**EXERCISE BRIEF:** Print the whole listing below exactly, skipping every picture.
___
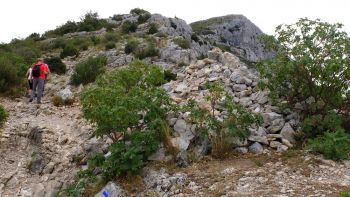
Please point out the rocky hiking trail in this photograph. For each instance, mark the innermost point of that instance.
(37, 147)
(39, 144)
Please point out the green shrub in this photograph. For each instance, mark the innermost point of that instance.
(95, 40)
(81, 43)
(112, 36)
(3, 116)
(125, 84)
(220, 132)
(59, 43)
(12, 72)
(138, 11)
(91, 22)
(35, 37)
(181, 42)
(69, 50)
(143, 18)
(86, 71)
(128, 27)
(28, 49)
(110, 45)
(150, 51)
(333, 145)
(117, 17)
(131, 46)
(309, 73)
(153, 28)
(168, 75)
(345, 194)
(56, 65)
(135, 137)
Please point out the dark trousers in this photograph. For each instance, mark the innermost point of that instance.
(38, 85)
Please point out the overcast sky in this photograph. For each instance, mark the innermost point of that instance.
(19, 18)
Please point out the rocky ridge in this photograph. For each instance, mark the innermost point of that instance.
(42, 147)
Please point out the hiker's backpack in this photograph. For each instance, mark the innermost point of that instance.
(36, 71)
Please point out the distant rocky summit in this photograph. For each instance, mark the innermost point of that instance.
(235, 32)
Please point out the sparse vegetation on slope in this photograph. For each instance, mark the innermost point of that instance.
(115, 105)
(3, 116)
(311, 71)
(87, 71)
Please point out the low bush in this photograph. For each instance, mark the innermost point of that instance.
(153, 28)
(110, 45)
(131, 46)
(168, 75)
(91, 22)
(86, 71)
(150, 51)
(181, 42)
(128, 27)
(3, 116)
(69, 50)
(95, 40)
(143, 18)
(333, 145)
(112, 36)
(345, 194)
(220, 132)
(56, 65)
(117, 17)
(12, 72)
(58, 101)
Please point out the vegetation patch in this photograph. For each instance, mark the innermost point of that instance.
(87, 71)
(56, 65)
(311, 70)
(3, 116)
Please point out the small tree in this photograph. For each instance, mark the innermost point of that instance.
(56, 65)
(87, 71)
(135, 94)
(3, 116)
(311, 69)
(220, 132)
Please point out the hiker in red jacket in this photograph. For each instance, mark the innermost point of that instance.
(38, 74)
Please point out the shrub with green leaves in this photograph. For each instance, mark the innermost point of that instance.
(311, 69)
(110, 45)
(69, 50)
(112, 37)
(134, 89)
(56, 65)
(131, 46)
(12, 72)
(134, 117)
(91, 22)
(3, 116)
(150, 51)
(345, 194)
(220, 132)
(181, 42)
(128, 27)
(86, 71)
(333, 145)
(168, 75)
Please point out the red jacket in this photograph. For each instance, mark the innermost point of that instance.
(43, 69)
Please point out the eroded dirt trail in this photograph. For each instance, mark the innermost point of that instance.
(37, 146)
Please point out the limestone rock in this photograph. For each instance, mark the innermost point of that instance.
___
**YOUR RESPONSE:**
Please point out the rocky hiking trail in this photograph. For each instance, mark the innermost point of that instance.
(37, 147)
(39, 144)
Please point out the green shrub in this photograph. For each instance, mark the innermost point of that instance.
(95, 40)
(81, 43)
(112, 36)
(3, 116)
(125, 84)
(220, 132)
(59, 43)
(12, 72)
(138, 11)
(91, 22)
(35, 37)
(181, 42)
(69, 50)
(143, 18)
(86, 71)
(128, 27)
(28, 49)
(110, 45)
(150, 51)
(333, 145)
(117, 17)
(131, 46)
(309, 73)
(153, 28)
(168, 75)
(345, 194)
(56, 65)
(135, 137)
Please point out the dark trousers in this photograph. For each instance, mark the innermost point of that instance.
(38, 85)
Please point out the overcast sky in this photograph. For each instance, mark the innermost point of that instance.
(19, 18)
Please point out the rocky ridge in this photograph. For each instance, mark the innermost point of that instance.
(42, 147)
Please point out the hiker's backpack in this photograph. For each instance, mark the innermost point of that instance.
(36, 71)
Please point out the distant rocky summit in this photograph. For each instance, mark the innermost point of that instance.
(235, 32)
Please point out the sparse vegetation on slope in this photograph. For each instance, mark the innermost point of that instance.
(115, 105)
(3, 116)
(311, 71)
(87, 71)
Please point out the low bush in this photograph. For each instance, mark the innermost point of that instance.
(153, 28)
(110, 45)
(131, 46)
(168, 75)
(91, 22)
(86, 71)
(150, 51)
(181, 42)
(128, 27)
(3, 116)
(69, 50)
(95, 40)
(143, 18)
(333, 145)
(112, 36)
(345, 194)
(220, 132)
(56, 65)
(117, 17)
(12, 72)
(58, 101)
Please point out the vegetation patch in this photograph. For each instance, mark the innermost point of that instance.
(87, 71)
(56, 65)
(311, 70)
(3, 116)
Please point out the small tree in this photograph. For each instance, mark the innermost point of that instance.
(56, 65)
(87, 71)
(135, 94)
(3, 116)
(311, 69)
(220, 132)
Please point out the hiker in red jacket in this photograph. For each instance, mark the innermost point of that instance.
(38, 74)
Please point out the shrub with green leaves in this photograph. For each instance, mark the innermost point of that instance.
(311, 69)
(110, 45)
(69, 50)
(112, 37)
(134, 89)
(56, 65)
(131, 46)
(12, 72)
(134, 117)
(91, 22)
(3, 116)
(150, 51)
(345, 194)
(220, 132)
(181, 42)
(128, 27)
(86, 71)
(333, 145)
(168, 75)
Please point out the red jacket in this photograph. For each instance, mark the innermost point of that instance.
(43, 69)
Please point out the eroded dirt trail in this photograph. For each instance, mark the innermost point of that instance.
(37, 146)
Please point out the limestone rock in this photograph. For each instance, mark the innermost point of that instance.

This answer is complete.